## LISTED ENTRIES

◇ ◇ ◇

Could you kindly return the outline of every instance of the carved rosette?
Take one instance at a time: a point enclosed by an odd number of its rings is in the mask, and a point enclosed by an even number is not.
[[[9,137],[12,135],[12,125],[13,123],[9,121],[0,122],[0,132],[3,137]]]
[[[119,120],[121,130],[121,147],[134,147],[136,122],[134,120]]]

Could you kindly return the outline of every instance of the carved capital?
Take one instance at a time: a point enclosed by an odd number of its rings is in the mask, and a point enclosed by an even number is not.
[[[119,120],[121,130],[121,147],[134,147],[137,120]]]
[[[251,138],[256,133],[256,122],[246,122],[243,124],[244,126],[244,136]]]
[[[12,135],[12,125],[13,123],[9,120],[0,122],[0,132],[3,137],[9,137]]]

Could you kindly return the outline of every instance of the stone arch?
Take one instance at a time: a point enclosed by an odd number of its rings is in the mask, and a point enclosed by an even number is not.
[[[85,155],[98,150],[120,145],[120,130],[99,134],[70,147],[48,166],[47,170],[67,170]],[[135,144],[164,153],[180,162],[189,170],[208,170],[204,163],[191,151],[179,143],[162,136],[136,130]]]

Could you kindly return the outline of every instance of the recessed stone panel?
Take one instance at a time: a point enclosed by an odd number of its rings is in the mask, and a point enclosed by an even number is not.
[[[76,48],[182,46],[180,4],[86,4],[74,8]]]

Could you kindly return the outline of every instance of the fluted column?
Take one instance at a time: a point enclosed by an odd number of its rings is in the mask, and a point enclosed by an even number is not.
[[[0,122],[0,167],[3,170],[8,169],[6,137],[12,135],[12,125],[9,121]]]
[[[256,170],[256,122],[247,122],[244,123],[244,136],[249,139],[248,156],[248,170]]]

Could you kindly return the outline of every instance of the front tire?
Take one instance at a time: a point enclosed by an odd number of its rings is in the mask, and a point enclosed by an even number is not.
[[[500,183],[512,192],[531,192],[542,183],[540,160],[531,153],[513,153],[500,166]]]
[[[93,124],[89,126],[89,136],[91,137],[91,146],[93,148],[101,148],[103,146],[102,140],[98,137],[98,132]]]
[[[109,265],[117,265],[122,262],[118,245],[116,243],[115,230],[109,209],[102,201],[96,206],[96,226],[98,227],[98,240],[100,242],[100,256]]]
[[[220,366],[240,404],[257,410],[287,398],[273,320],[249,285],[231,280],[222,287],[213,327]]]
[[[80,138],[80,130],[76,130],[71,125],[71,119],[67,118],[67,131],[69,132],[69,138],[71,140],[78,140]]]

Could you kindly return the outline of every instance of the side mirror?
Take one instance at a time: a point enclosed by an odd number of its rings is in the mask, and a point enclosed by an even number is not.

◇ ◇ ◇

## AIM OF THE EXERCISE
Return the entries above exactly, each one complete.

## EXERCISE SOLUTION
Could you kindly return the outline of every instance of the carved rosette?
Take one instance at a time: a point enclosed by an odd number of its rings is in the mask, and a point enclosed by an even number is not.
[[[9,137],[12,135],[12,125],[13,123],[9,121],[0,122],[0,132],[3,137]]]
[[[119,120],[121,130],[121,147],[134,147],[136,122],[134,120]]]

Could you kindly return the outline of every instance of the carved capital?
Take one instance at a time: a point enclosed by an odd number of its rings is in the mask, and a point enclosed by an even number is not.
[[[119,120],[121,130],[121,147],[134,147],[137,120]]]
[[[251,138],[256,133],[256,122],[246,122],[243,124],[244,126],[244,136]]]
[[[12,135],[12,125],[13,123],[9,120],[0,122],[0,132],[3,137],[9,137]]]

Could you kindly return the outline of every instance of the stone arch?
Take one instance at a time: a point enclosed by an odd number of its rings is in the mask, and a point enclosed by an even number is not.
[[[85,155],[98,150],[120,145],[120,130],[99,134],[70,147],[48,166],[47,170],[67,170]],[[135,144],[164,153],[180,162],[189,170],[208,170],[204,163],[191,151],[179,143],[162,136],[136,130]]]

Could you kindly return the outline of every instance of the recessed stone panel?
Take one instance at a time: a point enclosed by an odd number of its rings is in the mask, and a point enclosed by an even number is not.
[[[76,48],[182,46],[180,4],[86,4],[74,8]]]

Could you kindly return the outline of every instance of the fluted column?
Take one instance at a time: a point enclosed by an odd number of its rings is in the mask, and a point enclosed by an even number is not.
[[[0,122],[0,167],[3,170],[8,169],[6,137],[12,135],[12,125],[9,121]]]
[[[256,170],[256,122],[247,122],[244,123],[244,136],[249,139],[248,156],[248,170]]]

Could you kindly return the outline of every instance of the front tire?
Take one instance at a time: a point enclosed by an odd number of its rings is in the mask, and a point enclosed by an even number is not.
[[[500,183],[512,192],[531,192],[542,183],[540,160],[531,153],[513,153],[500,166]]]
[[[93,124],[89,126],[89,136],[91,137],[91,146],[93,148],[101,148],[103,146],[102,140],[98,137],[98,132]]]
[[[109,265],[117,265],[122,262],[118,245],[116,243],[115,230],[109,209],[102,201],[96,206],[96,226],[98,227],[98,240],[100,242],[100,256]]]
[[[220,366],[240,404],[257,410],[287,398],[273,320],[249,285],[231,280],[222,287],[213,327]]]
[[[80,138],[80,130],[76,130],[71,125],[71,119],[67,118],[67,131],[69,132],[69,138],[71,140],[78,140]]]

Could you kindly return the outline of every instance of the side mirror?
Take one instance at a time: a point enclosed by an odd number of its rings is in the mask, and a point enclosed by an even number is not.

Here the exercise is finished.